┌─ Extracted material

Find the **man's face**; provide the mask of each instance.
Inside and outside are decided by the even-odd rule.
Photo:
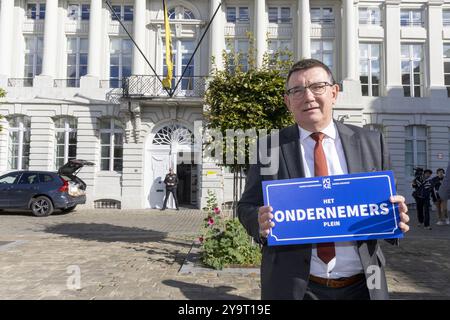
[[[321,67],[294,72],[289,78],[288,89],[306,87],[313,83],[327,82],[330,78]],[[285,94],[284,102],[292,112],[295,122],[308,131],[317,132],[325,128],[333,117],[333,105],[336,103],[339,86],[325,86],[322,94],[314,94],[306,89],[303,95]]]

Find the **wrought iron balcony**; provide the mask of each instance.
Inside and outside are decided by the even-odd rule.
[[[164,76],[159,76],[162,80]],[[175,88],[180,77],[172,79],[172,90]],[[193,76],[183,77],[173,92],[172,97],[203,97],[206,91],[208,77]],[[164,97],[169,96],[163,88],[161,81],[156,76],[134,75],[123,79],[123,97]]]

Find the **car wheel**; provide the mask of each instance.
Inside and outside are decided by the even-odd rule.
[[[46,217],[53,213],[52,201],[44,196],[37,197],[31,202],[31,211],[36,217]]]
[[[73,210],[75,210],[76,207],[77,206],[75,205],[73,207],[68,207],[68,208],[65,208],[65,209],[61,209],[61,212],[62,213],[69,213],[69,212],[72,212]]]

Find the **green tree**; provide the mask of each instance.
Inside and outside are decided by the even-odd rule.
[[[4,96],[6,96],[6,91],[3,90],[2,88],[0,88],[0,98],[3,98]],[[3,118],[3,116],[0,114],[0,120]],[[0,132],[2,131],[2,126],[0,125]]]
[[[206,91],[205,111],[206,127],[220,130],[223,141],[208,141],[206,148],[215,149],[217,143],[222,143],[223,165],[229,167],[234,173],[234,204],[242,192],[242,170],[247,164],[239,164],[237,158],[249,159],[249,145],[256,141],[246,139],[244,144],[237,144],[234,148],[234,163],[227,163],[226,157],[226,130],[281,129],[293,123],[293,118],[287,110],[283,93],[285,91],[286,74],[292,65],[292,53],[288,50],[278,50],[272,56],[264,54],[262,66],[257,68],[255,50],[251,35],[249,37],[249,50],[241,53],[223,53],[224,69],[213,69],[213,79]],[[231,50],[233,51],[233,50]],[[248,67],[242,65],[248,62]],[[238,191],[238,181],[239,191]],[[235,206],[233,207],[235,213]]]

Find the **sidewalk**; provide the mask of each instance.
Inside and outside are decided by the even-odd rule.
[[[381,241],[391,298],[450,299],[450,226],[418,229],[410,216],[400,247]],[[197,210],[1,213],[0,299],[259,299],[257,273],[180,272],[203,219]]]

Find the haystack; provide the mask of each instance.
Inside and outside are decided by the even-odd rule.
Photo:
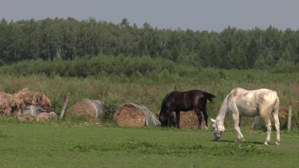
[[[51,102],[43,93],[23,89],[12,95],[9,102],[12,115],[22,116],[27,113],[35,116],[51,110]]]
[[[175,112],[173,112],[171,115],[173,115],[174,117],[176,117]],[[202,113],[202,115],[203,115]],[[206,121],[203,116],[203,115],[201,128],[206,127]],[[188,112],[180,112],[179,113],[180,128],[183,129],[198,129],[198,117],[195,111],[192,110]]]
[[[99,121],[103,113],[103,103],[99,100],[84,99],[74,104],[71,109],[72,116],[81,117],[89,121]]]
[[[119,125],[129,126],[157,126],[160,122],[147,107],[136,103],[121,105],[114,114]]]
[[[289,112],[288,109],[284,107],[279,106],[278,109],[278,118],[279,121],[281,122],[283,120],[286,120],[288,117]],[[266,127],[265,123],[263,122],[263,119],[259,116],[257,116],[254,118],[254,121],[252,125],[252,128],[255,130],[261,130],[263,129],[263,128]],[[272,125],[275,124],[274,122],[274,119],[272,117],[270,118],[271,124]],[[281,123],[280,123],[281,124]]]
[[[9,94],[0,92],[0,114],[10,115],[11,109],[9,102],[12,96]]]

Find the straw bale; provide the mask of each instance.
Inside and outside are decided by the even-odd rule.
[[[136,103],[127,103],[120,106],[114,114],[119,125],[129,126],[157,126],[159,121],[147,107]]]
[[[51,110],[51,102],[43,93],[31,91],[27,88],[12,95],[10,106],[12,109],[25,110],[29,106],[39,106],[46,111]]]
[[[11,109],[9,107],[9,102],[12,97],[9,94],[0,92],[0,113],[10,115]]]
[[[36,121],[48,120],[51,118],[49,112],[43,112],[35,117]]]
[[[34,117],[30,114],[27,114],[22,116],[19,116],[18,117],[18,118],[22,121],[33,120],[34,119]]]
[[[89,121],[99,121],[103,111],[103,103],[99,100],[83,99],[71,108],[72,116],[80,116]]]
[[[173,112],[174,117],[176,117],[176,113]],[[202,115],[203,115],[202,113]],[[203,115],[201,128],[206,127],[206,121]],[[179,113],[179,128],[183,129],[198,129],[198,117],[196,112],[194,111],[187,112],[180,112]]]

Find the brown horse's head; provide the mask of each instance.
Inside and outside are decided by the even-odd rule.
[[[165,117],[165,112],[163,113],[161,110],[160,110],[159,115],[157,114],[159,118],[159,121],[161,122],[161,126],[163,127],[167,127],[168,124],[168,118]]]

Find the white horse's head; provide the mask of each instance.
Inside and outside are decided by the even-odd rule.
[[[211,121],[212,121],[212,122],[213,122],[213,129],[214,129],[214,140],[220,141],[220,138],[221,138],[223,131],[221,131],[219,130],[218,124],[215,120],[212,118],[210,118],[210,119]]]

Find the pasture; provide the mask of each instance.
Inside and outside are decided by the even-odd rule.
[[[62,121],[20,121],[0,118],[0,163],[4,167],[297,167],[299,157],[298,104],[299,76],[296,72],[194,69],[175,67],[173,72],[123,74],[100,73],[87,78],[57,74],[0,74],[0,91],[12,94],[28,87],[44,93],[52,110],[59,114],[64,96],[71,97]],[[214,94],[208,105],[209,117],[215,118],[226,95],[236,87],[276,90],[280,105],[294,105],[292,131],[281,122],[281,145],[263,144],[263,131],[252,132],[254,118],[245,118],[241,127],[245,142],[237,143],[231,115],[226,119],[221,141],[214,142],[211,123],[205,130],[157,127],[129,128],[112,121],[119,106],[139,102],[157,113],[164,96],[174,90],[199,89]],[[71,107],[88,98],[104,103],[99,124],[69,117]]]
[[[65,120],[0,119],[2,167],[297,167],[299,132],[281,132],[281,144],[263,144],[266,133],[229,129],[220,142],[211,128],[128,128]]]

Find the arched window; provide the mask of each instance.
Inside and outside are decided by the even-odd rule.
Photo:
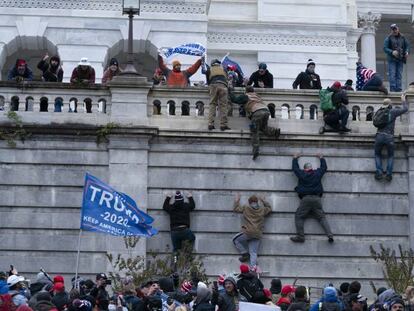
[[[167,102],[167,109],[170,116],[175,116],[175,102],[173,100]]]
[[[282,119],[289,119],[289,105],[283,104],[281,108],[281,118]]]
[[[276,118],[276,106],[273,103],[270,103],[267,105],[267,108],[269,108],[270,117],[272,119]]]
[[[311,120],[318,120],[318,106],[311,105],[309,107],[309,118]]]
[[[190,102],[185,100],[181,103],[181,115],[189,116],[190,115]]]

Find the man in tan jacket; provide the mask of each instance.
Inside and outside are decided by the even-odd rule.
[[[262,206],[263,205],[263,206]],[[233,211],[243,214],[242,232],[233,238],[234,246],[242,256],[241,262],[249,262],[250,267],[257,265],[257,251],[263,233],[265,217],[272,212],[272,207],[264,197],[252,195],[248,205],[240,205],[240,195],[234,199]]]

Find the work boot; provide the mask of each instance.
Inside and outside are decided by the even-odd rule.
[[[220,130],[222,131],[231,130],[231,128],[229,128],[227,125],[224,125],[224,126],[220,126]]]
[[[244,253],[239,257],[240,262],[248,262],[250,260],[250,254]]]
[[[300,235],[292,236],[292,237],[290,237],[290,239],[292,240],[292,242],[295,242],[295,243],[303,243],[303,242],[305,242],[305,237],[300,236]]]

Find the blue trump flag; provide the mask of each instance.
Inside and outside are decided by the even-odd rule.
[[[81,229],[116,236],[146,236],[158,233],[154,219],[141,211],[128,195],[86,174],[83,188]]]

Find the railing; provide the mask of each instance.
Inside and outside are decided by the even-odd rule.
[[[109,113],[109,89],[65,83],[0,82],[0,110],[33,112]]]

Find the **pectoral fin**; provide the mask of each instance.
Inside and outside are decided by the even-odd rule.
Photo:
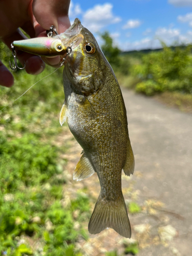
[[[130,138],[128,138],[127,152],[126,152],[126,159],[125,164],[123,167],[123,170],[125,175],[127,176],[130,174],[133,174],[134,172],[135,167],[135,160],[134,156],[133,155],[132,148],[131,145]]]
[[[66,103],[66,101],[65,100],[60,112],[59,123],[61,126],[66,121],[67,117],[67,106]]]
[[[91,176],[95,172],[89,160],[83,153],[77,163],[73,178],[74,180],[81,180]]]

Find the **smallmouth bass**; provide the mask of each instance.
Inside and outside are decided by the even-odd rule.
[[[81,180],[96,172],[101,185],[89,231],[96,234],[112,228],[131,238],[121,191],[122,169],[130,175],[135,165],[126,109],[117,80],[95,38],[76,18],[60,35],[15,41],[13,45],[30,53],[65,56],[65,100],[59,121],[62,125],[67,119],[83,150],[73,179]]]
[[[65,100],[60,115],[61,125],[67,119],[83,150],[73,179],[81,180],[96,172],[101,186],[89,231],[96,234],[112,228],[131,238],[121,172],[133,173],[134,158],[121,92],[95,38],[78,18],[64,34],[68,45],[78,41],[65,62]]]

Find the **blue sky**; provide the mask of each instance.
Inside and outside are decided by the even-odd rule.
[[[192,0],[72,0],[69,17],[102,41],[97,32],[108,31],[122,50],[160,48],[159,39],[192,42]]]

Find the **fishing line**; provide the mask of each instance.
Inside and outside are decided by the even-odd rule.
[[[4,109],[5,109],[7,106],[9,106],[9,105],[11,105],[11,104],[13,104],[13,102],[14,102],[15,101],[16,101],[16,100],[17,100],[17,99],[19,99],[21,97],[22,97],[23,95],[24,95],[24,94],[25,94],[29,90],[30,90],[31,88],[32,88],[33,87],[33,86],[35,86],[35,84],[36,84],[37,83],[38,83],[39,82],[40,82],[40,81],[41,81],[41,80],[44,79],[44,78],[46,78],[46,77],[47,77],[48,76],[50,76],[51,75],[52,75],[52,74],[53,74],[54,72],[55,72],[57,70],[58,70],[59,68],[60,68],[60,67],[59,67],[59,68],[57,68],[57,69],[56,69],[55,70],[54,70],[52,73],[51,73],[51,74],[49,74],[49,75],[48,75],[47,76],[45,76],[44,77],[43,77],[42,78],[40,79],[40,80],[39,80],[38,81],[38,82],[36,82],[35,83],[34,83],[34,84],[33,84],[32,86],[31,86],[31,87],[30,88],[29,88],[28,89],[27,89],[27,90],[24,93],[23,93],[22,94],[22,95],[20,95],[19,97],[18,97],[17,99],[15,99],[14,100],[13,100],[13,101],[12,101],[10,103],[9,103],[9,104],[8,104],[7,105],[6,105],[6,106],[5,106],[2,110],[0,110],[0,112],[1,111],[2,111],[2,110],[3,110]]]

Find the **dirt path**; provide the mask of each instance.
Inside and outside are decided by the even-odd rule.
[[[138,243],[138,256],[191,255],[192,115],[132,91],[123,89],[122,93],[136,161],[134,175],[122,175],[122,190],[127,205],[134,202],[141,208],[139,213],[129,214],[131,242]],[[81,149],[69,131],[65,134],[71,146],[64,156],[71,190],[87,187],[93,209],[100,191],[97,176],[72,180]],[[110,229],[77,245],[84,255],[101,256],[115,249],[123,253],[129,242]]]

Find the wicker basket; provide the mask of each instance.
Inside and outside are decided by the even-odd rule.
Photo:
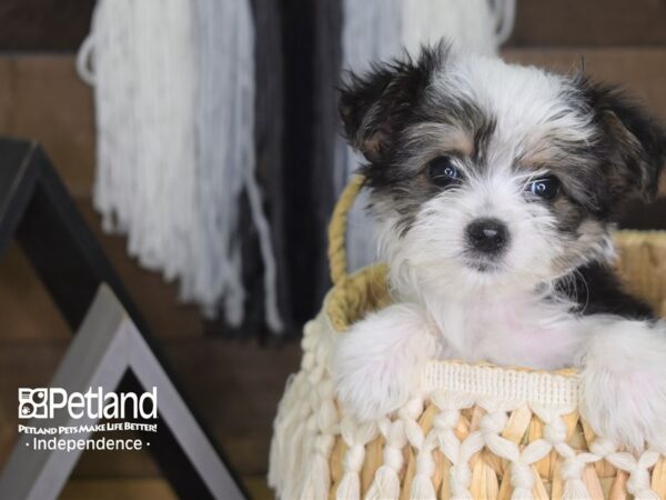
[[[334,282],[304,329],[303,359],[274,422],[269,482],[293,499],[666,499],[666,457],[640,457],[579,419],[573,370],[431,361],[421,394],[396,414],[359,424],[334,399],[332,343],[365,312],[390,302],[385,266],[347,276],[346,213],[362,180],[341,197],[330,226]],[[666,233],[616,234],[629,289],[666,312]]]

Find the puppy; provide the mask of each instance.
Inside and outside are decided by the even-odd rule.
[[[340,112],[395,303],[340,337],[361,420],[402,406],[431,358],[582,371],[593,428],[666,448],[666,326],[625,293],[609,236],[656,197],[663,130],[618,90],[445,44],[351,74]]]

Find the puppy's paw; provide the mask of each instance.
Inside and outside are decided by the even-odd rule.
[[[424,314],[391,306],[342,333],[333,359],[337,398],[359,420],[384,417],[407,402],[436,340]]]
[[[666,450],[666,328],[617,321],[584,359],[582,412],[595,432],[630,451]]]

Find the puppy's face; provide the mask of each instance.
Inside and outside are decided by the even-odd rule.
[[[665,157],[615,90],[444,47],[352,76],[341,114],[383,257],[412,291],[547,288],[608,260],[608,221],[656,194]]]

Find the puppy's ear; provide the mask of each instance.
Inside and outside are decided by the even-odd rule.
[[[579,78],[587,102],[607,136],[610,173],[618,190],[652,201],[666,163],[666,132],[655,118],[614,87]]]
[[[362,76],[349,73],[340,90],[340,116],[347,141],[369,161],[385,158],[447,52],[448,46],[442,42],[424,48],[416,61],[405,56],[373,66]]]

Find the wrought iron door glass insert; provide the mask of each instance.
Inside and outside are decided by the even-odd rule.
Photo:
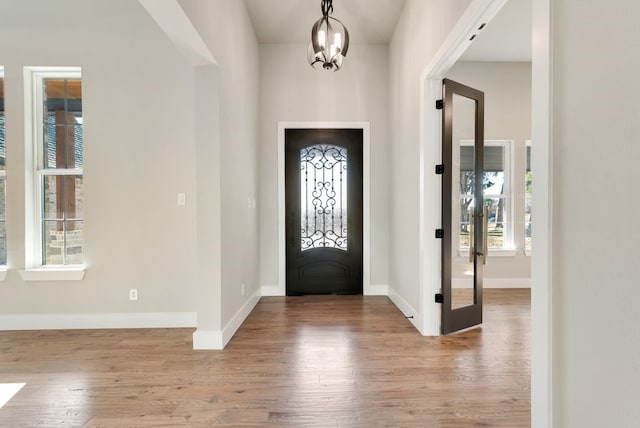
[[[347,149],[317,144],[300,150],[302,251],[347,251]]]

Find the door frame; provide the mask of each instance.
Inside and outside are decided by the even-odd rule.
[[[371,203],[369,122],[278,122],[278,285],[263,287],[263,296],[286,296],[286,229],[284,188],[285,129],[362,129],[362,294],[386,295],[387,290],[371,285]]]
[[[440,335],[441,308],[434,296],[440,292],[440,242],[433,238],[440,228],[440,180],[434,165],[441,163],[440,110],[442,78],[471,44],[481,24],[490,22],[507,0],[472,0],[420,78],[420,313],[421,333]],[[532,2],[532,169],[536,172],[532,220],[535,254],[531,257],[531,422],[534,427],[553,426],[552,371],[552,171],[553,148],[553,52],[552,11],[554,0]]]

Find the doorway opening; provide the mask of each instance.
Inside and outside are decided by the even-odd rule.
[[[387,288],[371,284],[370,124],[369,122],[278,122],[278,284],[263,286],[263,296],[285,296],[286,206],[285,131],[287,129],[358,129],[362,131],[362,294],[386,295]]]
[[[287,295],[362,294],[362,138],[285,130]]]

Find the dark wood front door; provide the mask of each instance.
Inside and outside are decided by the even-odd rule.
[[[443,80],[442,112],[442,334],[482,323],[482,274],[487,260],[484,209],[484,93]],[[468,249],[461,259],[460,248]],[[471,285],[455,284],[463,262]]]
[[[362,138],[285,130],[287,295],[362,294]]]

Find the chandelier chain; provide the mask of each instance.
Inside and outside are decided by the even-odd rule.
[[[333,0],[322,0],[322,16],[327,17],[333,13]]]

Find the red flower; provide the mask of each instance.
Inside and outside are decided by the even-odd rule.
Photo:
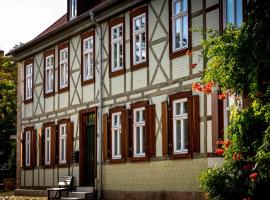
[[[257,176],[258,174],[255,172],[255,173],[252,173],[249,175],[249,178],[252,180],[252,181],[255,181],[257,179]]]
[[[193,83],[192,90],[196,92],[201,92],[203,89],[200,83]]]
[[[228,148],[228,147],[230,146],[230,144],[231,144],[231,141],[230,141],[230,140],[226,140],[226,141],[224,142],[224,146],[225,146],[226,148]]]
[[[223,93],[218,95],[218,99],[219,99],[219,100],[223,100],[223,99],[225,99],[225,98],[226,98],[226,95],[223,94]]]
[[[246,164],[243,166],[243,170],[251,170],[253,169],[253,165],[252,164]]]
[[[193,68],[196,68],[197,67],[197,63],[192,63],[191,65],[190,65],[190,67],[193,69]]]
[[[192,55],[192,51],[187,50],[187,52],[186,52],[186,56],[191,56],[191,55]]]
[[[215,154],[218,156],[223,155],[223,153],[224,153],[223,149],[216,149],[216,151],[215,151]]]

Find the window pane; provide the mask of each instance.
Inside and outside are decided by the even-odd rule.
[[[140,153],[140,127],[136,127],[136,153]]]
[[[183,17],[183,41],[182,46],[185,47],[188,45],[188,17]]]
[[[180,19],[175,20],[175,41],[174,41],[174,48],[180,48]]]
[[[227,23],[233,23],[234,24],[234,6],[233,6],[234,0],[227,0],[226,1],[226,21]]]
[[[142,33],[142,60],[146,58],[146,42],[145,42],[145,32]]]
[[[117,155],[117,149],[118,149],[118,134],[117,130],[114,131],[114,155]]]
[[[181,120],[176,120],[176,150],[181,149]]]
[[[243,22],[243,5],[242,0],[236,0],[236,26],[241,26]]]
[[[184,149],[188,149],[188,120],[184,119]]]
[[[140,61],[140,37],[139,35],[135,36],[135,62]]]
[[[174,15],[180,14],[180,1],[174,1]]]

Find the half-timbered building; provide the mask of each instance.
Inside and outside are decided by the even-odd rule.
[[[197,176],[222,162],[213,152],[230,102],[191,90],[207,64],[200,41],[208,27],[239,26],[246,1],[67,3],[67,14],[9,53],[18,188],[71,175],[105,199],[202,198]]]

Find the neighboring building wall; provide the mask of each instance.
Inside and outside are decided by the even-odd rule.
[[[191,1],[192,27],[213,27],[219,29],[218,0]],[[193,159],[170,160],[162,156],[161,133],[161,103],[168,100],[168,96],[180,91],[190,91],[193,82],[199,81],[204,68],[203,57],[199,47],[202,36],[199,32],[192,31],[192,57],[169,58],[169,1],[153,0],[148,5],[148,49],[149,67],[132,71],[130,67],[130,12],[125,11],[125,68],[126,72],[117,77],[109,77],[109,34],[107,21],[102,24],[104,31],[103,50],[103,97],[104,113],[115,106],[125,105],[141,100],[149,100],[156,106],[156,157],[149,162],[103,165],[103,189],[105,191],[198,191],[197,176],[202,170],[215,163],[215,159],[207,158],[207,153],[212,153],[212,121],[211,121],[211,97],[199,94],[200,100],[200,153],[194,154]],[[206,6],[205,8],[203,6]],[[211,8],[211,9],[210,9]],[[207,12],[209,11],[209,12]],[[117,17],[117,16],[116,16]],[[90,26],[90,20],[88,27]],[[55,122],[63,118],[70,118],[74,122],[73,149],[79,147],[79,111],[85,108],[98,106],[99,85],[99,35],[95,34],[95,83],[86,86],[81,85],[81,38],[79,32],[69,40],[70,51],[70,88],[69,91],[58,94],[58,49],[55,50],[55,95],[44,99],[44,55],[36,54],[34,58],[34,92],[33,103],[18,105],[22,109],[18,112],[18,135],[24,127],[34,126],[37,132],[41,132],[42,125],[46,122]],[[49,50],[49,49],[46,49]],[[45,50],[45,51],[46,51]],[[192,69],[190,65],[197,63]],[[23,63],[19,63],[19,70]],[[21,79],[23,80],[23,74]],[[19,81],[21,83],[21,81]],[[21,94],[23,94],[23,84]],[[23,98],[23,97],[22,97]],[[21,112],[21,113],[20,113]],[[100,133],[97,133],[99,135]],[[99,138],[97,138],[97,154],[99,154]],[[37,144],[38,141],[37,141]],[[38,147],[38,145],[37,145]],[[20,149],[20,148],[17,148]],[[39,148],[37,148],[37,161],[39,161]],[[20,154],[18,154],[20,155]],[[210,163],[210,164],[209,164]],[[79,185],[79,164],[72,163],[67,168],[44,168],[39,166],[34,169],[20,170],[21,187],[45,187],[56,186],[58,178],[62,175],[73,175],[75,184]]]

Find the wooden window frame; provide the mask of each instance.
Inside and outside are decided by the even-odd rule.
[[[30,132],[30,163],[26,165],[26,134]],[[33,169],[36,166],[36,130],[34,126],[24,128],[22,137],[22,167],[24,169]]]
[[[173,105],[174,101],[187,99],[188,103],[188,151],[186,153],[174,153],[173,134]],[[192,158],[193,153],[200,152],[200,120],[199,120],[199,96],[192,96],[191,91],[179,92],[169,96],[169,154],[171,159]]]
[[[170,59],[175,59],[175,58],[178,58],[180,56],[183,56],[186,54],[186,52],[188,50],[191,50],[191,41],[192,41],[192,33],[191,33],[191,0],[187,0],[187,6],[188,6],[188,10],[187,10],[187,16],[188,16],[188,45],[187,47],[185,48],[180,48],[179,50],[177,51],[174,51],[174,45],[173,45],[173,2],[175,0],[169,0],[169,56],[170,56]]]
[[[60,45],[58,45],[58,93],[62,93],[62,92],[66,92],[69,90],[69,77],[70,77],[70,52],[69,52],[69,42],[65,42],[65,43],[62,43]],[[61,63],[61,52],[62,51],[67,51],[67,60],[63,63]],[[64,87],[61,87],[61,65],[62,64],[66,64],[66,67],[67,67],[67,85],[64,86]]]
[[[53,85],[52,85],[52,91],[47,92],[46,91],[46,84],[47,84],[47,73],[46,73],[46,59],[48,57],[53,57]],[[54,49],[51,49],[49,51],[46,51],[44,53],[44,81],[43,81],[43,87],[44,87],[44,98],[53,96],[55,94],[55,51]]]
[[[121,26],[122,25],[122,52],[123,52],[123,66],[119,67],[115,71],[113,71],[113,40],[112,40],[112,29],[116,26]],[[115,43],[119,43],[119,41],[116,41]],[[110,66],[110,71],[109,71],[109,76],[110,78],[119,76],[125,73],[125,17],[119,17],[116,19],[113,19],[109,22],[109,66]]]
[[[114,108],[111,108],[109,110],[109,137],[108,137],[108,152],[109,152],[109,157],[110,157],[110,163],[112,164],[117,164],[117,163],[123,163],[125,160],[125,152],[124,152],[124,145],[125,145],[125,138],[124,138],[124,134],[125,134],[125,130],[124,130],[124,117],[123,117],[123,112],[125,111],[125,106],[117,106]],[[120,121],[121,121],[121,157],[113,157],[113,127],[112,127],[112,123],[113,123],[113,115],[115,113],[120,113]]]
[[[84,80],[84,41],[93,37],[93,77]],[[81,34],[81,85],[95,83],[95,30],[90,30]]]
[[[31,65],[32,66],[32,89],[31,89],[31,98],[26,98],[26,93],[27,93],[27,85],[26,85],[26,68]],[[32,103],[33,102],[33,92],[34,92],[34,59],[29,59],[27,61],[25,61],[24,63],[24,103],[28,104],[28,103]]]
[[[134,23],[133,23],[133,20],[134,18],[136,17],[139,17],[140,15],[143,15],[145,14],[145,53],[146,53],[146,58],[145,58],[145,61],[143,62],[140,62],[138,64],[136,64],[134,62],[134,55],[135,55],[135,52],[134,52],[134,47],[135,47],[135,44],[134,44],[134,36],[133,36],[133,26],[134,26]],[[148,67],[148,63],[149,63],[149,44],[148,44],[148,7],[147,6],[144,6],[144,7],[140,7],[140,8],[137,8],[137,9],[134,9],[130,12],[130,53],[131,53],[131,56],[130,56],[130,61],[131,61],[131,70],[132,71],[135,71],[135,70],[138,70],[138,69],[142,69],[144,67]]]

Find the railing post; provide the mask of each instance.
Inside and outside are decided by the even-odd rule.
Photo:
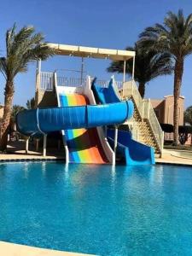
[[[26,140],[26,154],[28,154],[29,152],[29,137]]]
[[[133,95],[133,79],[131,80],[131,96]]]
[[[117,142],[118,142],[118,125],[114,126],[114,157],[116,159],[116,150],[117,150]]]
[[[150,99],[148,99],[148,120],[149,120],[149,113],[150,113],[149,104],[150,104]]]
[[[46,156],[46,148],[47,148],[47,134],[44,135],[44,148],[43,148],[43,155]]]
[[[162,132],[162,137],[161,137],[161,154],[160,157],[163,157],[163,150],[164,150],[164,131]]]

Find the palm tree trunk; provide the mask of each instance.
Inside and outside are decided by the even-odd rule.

└─

> Given request: Gather every line of the listing above that contains the string "iron" and copy each of those lines in full.

> Exercise answer:
Find the **wrought iron balcony**; provide the mask of each instance.
Find the wrought iron door glass insert; provide the mask of each instance.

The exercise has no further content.